Exercises =
1. Answer these questions from the beekeeping text:
(a) What is the name of the store Becky Barajas opened in Round Rock?
(b) According to Stillman, how much of what we eat relies on bees?
(c) What does Stillman put near her hives during the drier months?
2. Please reproduce a passage of the beekeeping text word for word, beginning at the words "Beekeeping isn’t just" and stopping after "few months ago.".

Text section =

Which is good news for everyone who eats food.
“Every third bite relies on bees. Some bees are pollinating just about all the food we eat,” Stillman said.
Beekeeping isn’t just a hobby, for some it can be a career. It turns out there’s been enough interest in bees to justify a new brick-and-mortar retail store in the Round Rock area.
Becky Barajas opened “The Bee Supply” in Round Rock just a few months ago.
“The demand in Texas is huge, but the demand for education is even bigger,” Barajas said.
And where there’s honey… there’s money.
“If you have agricultural use or wildlife conservatorship…you can get a discount off your property taxes, there is a whole process that you need to go through that beekeeping is one of the agricultural exemptions,” Barajas said.
You also get to enjoy the sweet byproduct — the honey.
“It’s a natural substance produced by the bees, we take only the excess, we make sure we leave them enough to get through whatever is going on outside right now… the drought,” Barajas said.
Honey bees are fairly resilient to drought and heat as long as they have nearby access to water, but with fewer flowering plants around they will be producing less honey in the summer.
Stillman fills buckets of water near her own collections of hives to keep the nearby bees happy during the drier months, helping this productive insect that’s so important to our food chain.

Given material =
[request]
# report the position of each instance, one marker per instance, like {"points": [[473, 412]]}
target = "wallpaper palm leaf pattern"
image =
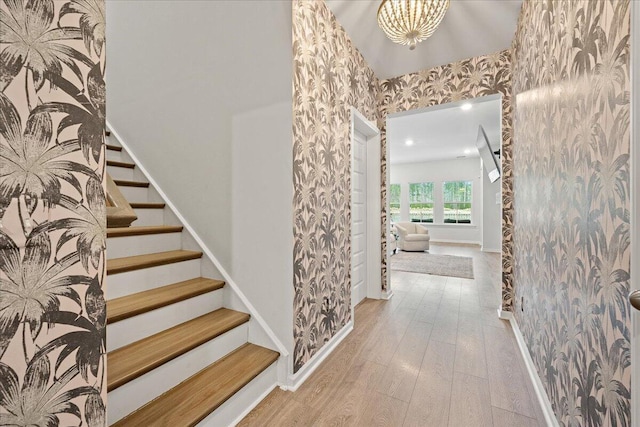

Solution set =
1.
(a) The Bee Supply
(b) Every third bite
(c) Buckets of water

2.
Beekeeping isn’t just a hobby, for some it can be a career. It turns out there’s been enough interest in bees to justify a new brick-and-mortar retail store in the Round Rock area.
Becky Barajas opened “The Bee Supply” in Round Rock just a few months ago.